- [EXERCISE TASK]: Copy out the stretch of items from the line containing "Query: moss on rock" through the line containing "Mark the region of every instance of the moss", inclusive, reproducing every line verbatim.

┌────────

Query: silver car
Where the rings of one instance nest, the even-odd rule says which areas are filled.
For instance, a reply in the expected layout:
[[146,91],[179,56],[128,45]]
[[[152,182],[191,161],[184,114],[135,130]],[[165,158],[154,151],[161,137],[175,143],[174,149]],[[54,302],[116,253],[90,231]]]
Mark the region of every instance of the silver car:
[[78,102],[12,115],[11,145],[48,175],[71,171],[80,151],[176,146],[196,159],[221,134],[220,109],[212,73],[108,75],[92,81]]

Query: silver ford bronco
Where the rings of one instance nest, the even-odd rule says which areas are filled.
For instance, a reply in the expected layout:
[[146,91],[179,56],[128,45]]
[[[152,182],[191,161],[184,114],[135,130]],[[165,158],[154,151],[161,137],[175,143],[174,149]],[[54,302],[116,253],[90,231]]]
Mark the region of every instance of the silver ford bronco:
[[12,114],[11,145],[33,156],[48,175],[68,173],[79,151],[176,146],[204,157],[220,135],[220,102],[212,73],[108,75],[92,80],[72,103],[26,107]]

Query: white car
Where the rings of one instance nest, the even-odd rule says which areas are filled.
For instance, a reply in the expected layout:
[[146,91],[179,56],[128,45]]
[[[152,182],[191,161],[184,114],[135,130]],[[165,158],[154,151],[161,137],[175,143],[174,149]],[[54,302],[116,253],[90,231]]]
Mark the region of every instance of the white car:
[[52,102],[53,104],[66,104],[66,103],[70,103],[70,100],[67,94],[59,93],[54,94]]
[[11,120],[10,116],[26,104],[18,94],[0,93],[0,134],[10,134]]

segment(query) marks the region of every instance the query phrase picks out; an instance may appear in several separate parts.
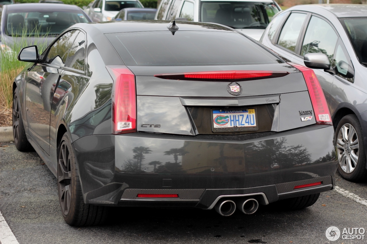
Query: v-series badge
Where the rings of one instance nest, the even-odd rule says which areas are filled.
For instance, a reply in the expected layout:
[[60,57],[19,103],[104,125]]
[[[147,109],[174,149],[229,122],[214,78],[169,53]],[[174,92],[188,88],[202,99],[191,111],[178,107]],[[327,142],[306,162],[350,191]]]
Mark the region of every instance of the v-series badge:
[[312,110],[306,110],[306,111],[298,111],[299,112],[299,115],[308,115],[309,114],[310,115],[312,115]]

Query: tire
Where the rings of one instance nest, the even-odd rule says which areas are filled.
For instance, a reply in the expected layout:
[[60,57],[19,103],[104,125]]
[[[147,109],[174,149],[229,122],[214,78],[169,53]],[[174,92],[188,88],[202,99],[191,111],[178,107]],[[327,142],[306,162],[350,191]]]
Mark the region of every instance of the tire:
[[319,199],[320,193],[288,198],[276,202],[277,206],[284,210],[302,209],[313,205]]
[[366,181],[366,151],[362,127],[357,117],[348,114],[342,118],[337,127],[335,136],[339,163],[338,169],[340,174],[350,181]]
[[27,139],[25,130],[23,123],[23,118],[19,101],[19,93],[16,88],[13,93],[13,135],[15,147],[21,152],[30,151],[32,146]]
[[81,226],[105,222],[108,207],[84,203],[75,156],[66,133],[58,147],[57,180],[60,206],[67,223]]

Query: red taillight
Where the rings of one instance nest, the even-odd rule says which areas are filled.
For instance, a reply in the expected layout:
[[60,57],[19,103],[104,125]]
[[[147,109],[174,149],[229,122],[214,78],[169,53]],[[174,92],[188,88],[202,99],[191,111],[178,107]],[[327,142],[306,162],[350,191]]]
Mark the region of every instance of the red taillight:
[[324,92],[315,73],[312,69],[293,63],[288,63],[302,72],[306,81],[311,102],[313,108],[316,123],[320,125],[333,125],[331,116],[326,103]]
[[178,197],[177,194],[138,194],[138,197],[162,198]]
[[309,187],[310,186],[314,186],[315,185],[319,185],[321,184],[321,181],[315,182],[314,183],[310,183],[310,184],[305,184],[305,185],[296,185],[294,186],[294,189],[298,189],[300,188],[304,188],[305,187]]
[[281,71],[259,70],[227,70],[207,71],[190,73],[161,74],[154,76],[162,79],[189,81],[234,81],[266,79],[284,76],[288,72]]
[[107,68],[114,79],[113,133],[116,134],[135,132],[137,130],[135,75],[126,66],[107,66]]

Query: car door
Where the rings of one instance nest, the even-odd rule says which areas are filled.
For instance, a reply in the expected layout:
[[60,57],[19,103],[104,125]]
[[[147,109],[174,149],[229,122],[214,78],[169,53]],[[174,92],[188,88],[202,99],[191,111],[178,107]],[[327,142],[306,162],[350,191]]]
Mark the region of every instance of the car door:
[[42,63],[34,66],[27,76],[26,107],[29,133],[48,155],[53,89],[78,32],[68,32],[58,38],[49,48]]
[[309,14],[292,12],[283,26],[281,30],[273,40],[274,51],[290,60],[296,54],[297,43]]
[[[299,47],[297,47],[292,62],[305,65],[304,56],[305,55],[321,53],[327,56],[330,64],[332,64],[338,37],[334,27],[328,21],[320,16],[313,14],[308,23],[304,37],[301,36],[298,42]],[[313,70],[322,88],[326,101],[329,102],[334,75],[322,69],[314,69]],[[330,110],[329,102],[328,104]]]
[[[52,162],[55,162],[55,167],[57,166],[57,129],[66,107],[79,99],[75,96],[75,94],[78,94],[78,92],[85,86],[89,79],[86,75],[85,34],[83,32],[78,31],[74,36],[76,37],[73,38],[75,40],[66,58],[60,81],[54,87],[52,100],[50,122],[50,154],[51,158],[54,159]],[[78,115],[74,116],[77,117]]]

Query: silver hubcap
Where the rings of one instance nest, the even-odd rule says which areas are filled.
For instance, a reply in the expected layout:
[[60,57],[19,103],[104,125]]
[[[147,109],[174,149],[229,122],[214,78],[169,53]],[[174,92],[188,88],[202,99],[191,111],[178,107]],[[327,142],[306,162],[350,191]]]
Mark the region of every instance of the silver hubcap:
[[356,130],[350,124],[345,124],[340,128],[337,149],[342,169],[348,174],[353,172],[358,161],[359,144]]

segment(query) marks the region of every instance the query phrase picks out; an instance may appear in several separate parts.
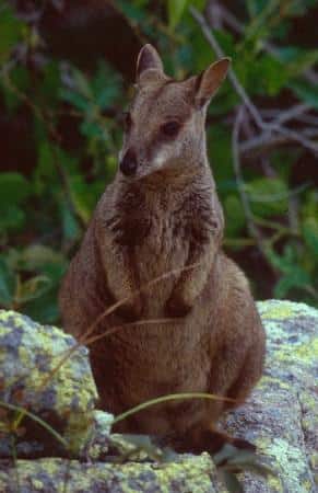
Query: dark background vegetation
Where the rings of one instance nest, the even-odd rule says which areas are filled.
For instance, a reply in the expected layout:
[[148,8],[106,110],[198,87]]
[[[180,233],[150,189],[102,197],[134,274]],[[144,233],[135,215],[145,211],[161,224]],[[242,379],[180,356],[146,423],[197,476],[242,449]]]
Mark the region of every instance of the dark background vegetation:
[[176,78],[232,57],[208,117],[226,251],[257,298],[318,306],[317,0],[2,0],[0,305],[58,322],[145,42]]

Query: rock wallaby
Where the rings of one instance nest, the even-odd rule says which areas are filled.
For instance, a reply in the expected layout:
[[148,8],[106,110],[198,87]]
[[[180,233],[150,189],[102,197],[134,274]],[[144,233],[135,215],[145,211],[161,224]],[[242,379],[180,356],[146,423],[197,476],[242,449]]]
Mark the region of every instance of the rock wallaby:
[[221,59],[178,82],[151,45],[141,49],[119,170],[60,291],[64,328],[76,337],[122,301],[94,334],[120,330],[90,346],[104,409],[118,414],[181,392],[237,401],[169,401],[118,424],[179,451],[220,448],[219,416],[247,398],[264,359],[248,282],[222,252],[224,219],[207,157],[207,108],[228,65]]

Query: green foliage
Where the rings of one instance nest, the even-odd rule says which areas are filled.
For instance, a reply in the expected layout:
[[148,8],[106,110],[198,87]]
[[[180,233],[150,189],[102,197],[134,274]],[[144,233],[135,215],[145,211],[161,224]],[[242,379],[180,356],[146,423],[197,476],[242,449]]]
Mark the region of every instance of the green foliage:
[[[148,0],[120,0],[117,8],[127,25],[158,47],[167,73],[185,78],[217,58],[190,15],[190,5],[202,12],[205,1],[167,0],[154,5]],[[240,84],[258,107],[306,103],[313,108],[310,116],[317,118],[317,84],[305,77],[308,70],[317,70],[315,33],[310,46],[308,39],[301,45],[290,35],[293,22],[309,19],[317,2],[246,0],[239,5],[233,7],[233,14],[239,16],[242,32],[223,22],[213,33],[232,57]],[[268,44],[274,49],[268,49]],[[0,149],[5,170],[0,173],[0,305],[54,323],[59,317],[58,287],[69,259],[116,172],[120,114],[132,91],[104,58],[95,69],[80,68],[48,50],[43,56],[44,46],[39,31],[3,2],[1,112],[5,122],[16,126],[21,115],[27,114],[25,148],[33,153],[15,170],[5,165]],[[240,98],[227,80],[209,108],[208,149],[225,211],[228,253],[251,261],[250,249],[255,252],[258,244],[248,228],[250,219],[233,165],[232,133],[238,104]],[[249,133],[257,135],[252,125]],[[293,183],[295,190],[290,181],[303,152],[299,144],[293,144],[243,160],[243,191],[263,239],[264,262],[278,279],[271,285],[273,296],[317,305],[318,194],[313,176]],[[270,172],[264,172],[263,160]],[[248,275],[255,280],[252,267]],[[256,290],[263,296],[261,284]]]

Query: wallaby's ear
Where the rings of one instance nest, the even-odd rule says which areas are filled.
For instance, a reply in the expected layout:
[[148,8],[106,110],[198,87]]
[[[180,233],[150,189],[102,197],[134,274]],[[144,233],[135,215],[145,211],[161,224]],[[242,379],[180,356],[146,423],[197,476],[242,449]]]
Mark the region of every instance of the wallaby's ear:
[[161,74],[163,74],[164,70],[157,50],[152,45],[148,44],[141,48],[138,55],[136,69],[137,82],[139,82],[144,72],[150,69],[155,70]]
[[217,91],[226,77],[231,58],[222,58],[210,65],[196,81],[196,106],[204,106]]

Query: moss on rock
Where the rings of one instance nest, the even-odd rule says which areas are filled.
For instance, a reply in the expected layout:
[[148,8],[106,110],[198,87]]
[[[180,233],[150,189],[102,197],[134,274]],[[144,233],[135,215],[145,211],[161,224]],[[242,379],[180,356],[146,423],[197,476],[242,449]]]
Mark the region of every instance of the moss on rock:
[[[267,480],[254,473],[242,475],[246,493],[311,493],[318,477],[318,311],[304,303],[276,300],[259,302],[258,308],[268,335],[264,375],[250,399],[225,416],[223,425],[255,443],[263,462],[276,472]],[[55,427],[73,440],[73,455],[81,452],[91,460],[19,459],[17,468],[11,465],[11,469],[0,460],[1,493],[15,492],[16,481],[24,493],[58,493],[64,491],[66,478],[67,491],[81,493],[224,492],[207,454],[180,456],[169,463],[107,462],[111,416],[94,410],[96,389],[86,349],[74,352],[38,391],[39,382],[73,344],[72,337],[56,328],[40,326],[14,312],[0,312],[0,398],[25,403],[36,414],[52,419]],[[30,445],[26,438],[17,446]],[[38,455],[47,452],[39,438],[33,444],[39,447]],[[7,452],[8,447],[7,443]],[[26,449],[21,456],[27,457]],[[27,450],[32,456],[34,449]]]

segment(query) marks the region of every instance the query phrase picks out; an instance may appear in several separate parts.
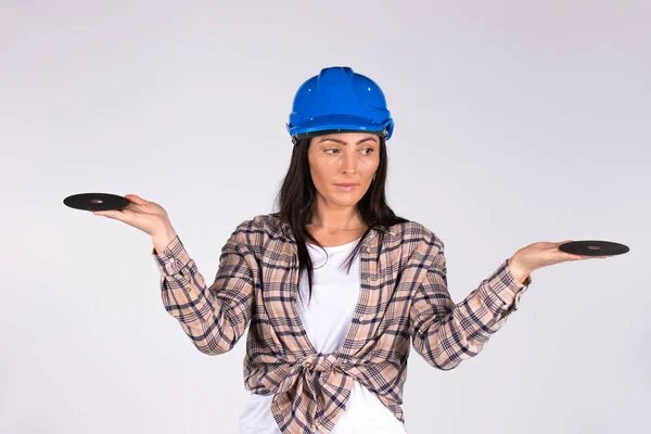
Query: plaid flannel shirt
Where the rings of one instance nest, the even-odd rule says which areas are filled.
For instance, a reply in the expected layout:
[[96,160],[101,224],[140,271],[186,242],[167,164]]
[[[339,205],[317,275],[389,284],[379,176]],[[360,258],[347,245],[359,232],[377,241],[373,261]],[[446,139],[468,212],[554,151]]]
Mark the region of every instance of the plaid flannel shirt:
[[318,354],[295,306],[296,242],[276,215],[237,227],[209,286],[179,237],[152,255],[164,306],[199,350],[226,353],[250,326],[244,385],[251,393],[273,395],[276,422],[290,434],[329,434],[354,380],[404,423],[410,339],[427,363],[450,370],[482,350],[531,283],[531,276],[519,282],[506,259],[455,304],[441,239],[414,221],[376,227],[360,251],[361,290],[345,342],[333,354]]

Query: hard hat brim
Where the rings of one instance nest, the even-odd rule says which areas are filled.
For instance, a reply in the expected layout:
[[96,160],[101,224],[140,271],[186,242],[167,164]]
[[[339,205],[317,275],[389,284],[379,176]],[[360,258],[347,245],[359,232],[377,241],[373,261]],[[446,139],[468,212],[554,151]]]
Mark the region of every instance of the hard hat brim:
[[393,120],[388,118],[382,124],[369,122],[362,117],[352,115],[327,115],[319,116],[314,119],[309,119],[301,125],[301,127],[293,128],[288,125],[290,135],[298,138],[305,137],[305,135],[317,135],[326,131],[359,131],[359,132],[371,132],[381,135]]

└────────

- [RESPONSE]:
Query: moss on rock
Where the rings of one instance nest, the even-odd rule says which areas are filled.
For instance, a reply in the expected layout:
[[148,8],[106,110],[198,87]]
[[[180,233],[150,189],[102,197],[134,274]],[[144,233],[135,215],[145,211],[161,224]],[[242,379],[180,356],[146,423],[197,476],[242,449]]]
Mark the region of every instance of the moss on rock:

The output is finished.